AUFGABE 1>
Überführe die Zeilen der Auflistung vom Anfang der Auflistung bis einschließlich der Zeile mit "box: [0, 245, 211, 287]" in eine JSON-Liste aus Zeichenketten, eine je Zeile, ohne Leerzeilen.

SEITENTEXT>
-=-=-=-=-

Ebenfalls einer Kontrolle wurde der unmittelbar dahinterfahrende PKW "Opel Kadett", amtliches Kennzeichen YY-YY mm (BRD), unterzogen, wobei dieses Fahrzeug M M, Sohn des G M lenkte. Im Kofferraum dieses PKW wurden nunmehr zwei Stück, nach dem Washingtoner Artenschutzabkommen geschützte, Palmkakadus und ein Rotscheitelsittich vorgefunden. Beide Verdächtigen machten keine oder nur vage Angaben über die Herkunft der Vögel, sondern beteuerten nur, nichts widerrechtliches begangen zu haben."
Rechtlich folgerte die belangte Behörde aus diesem Sachverhalt, daß der Verdacht bestanden habe, die drei artengeschützten Vögel seien widerrechtlich in das Zollgebiet der EU verbracht worden, weshalb die Beschlagnahme im Hinblick auf den angedrohten Verfall und die Gefährung des Vollzuges durch Verbringung in das Ausland sowie zur Sicherung als Beweismittel erforderlich gewesen sei.

-=-=-=-=-

ARBEITSDATEN>
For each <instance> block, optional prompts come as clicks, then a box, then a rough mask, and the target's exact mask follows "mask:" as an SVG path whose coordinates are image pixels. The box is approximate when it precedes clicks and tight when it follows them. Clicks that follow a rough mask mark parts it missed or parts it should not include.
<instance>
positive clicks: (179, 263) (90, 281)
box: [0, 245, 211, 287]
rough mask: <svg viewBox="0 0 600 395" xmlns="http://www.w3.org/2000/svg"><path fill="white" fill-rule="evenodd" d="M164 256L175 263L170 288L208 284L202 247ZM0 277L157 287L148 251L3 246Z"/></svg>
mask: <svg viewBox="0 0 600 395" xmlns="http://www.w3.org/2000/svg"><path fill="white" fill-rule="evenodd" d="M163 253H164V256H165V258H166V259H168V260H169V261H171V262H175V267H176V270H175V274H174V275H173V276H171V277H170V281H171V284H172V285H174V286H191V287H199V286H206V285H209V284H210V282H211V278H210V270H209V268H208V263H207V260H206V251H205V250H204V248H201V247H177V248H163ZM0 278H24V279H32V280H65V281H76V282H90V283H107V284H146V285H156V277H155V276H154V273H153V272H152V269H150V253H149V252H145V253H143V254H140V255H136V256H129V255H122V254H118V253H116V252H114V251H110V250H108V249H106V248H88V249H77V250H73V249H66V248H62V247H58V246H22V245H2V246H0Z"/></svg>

-=-=-=-=-

AUFGABE 2>
Gib aus dem Seitentext die Stelle von "Ebenfalls einer Kontrolle" bis "erforderlich gewesen sei." wörtlich wieder.

AUSGABE 1>
[
  "For each <instance> block, optional prompts come as clicks, then a box, then a rough mask, and the target's exact mask follows \"mask:\" as an SVG path whose coordinates are image pixels. The box is approximate when it precedes clicks and tight when it follows them. Clicks that follow a rough mask mark parts it missed or parts it should not include.",
  "<instance>",
  "positive clicks: (179, 263) (90, 281)",
  "box: [0, 245, 211, 287]"
]

AUSGABE 2>
Ebenfalls einer Kontrolle wurde der unmittelbar dahinterfahrende PKW "Opel Kadett", amtliches Kennzeichen YY-YY mm (BRD), unterzogen, wobei dieses Fahrzeug M M, Sohn des G M lenkte. Im Kofferraum dieses PKW wurden nunmehr zwei Stück, nach dem Washingtoner Artenschutzabkommen geschützte, Palmkakadus und ein Rotscheitelsittich vorgefunden. Beide Verdächtigen machten keine oder nur vage Angaben über die Herkunft der Vögel, sondern beteuerten nur, nichts widerrechtliches begangen zu haben."
Rechtlich folgerte die belangte Behörde aus diesem Sachverhalt, daß der Verdacht bestanden habe, die drei artengeschützten Vögel seien widerrechtlich in das Zollgebiet der EU verbracht worden, weshalb die Beschlagnahme im Hinblick auf den angedrohten Verfall und die Gefährung des Vollzuges durch Verbringung in das Ausland sowie zur Sicherung als Beweismittel erforderlich gewesen sei.